Die Lehre muss für junge Menschen attraktiver werden. Diese Floskel ist sowohl aus der Politik als auch aus der Wirtschaft immer wieder zu hören. Aber was bedeutet eigentlich eine "attraktive" Lehre?

Die jüngst aufgeflammte Debatte um eine vegane Kochlehre hat bei vielen Lehrbetrieben für Aufregung gesorgt: Die Absage für neue Lehrberufe zeige, wie veraltet und starr die Regelwerke für die Ausbildungsbetriebe in der Lehre seien. "Derzeit ist die Lehre viel zu sehr auf einzelne Betriebe und einzelne Berufsbilder beschränkt", kommentiert Robert Frasch, Lehrlingsexperte und Gründer des Netzwerks Lehrlingspower, die aktuelle Lage. Seiner Einschätzung nach müsse man die Lehre in Bezug auf die Bildung grundlegend neu denken.

Kochlehre und dann Fachhochschule? Das könnte bald kommen.
Christian Fischer

Denn selbst Köchinnen und Köche, die in einem Betrieb ganz klassisch die Lehre absolvieren, seien teilweise nicht ideal auf den Arbeitsmarkt vorbereitet. Denn manche Küchen arbeiten hauptsächlich mit automatisierten Maschinen, verwenden eher Convenience-Produkte, andere hingegen bereiten alle Speisen ausschließlich frisch mit der Hand zu und setzen auf regionale Produkte vom Zuliefererdienst. Daher sollte die Debatte eher weg von zu detailreichen Spezialausbildungen gehen, sagt Frasch.

Fachhochschulen als Vorbild

Es sollten immer erst die Grundlagen und das Handwerk beherrscht werden. "Man kann ja auch nicht Kinderarzt werden, bevor man nicht allgemein Medizin studiert hat", sagt der Lehrlingsexperte. Daher fordert er auch hierzulande eine Basisberufsausbildung, wie sie bereits in anderen Ländern üblich ist.

Konkret bedeutet das: Im ersten Lehrjahr könnten Auszubildende Grundlagen lernen, die nicht nur in einem Beruf wichtig sind, wie etwa Rechnungswesen oder politische Bildung. Im weiteren Verlauf der Lehre wäre für jemanden, der beispielsweise von Mechatronik zu Maschinenbau wechselt, ein flexiblerer Wechsel möglich. "Das wäre ein Rütteln an den Grundfesten des dualen Ausbildungssystems", sagt Frasch. "Das wird aber notwendig sein."

Josef Weghaupt, Gründer der Bäckerei Joseph Brot in Wien, fordert etwa eine Basisausbildung, ähnlich wie eine Fachhochschule. Dabei sollten Neulinge nicht nur lernen, wie sie aus Mehl Brot machen, sondern vor allem auch etwas über die ökologischen und ökonomischen Auswirkungen in der Lebensmittelherstellung, gesunde Ernährung und das richtige Handwerk in der Bäckerei.Auf lange Sicht sieht er eine große Entlastung für Betriebe, aber auch für Lehrlinge. Denn wer in einem Betrieb in der Industriebäckerei eine Lehre absolviere, könne in Folge kaum in einem handwerklichen Betrieb arbeiten – und umgekehrt.

------------------------------------------------------------

▶ **ZU LÖSENDE AUFGABEN**
1 > Welches Netzwerk hat Robert Frasch laut dem Text zur Lehre gegründet?
2 > Gib aus dem Text zur Lehre den Abschnitt von „Es sollten immer“ bis einschließlich „Ländern üblich ist.“ wortgetreu wieder.

▶ **BEREITGESTELLTES MATERIAL**
------------------------------------------------------------

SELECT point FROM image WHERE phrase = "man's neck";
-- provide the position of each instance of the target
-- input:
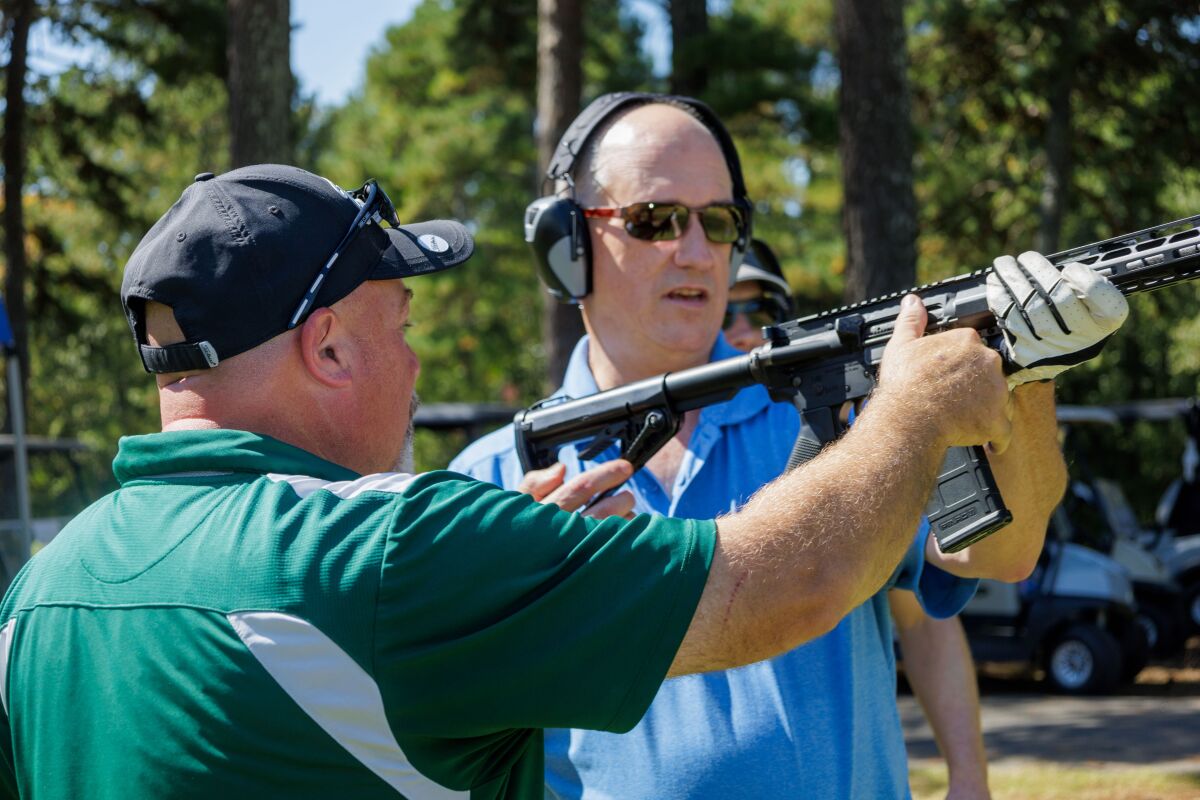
(616, 370)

------------------------------------------------------------

▶ **ANTWORTEN**
1 > Das Netzwerk Lehrlingspower.

2 >
Es sollten immer erst die Grundlagen und das Handwerk beherrscht werden. "Man kann ja auch nicht Kinderarzt werden, bevor man nicht allgemein Medizin studiert hat", sagt der Lehrlingsexperte. Daher fordert er auch hierzulande eine Basisberufsausbildung, wie sie bereits in anderen Ländern üblich ist.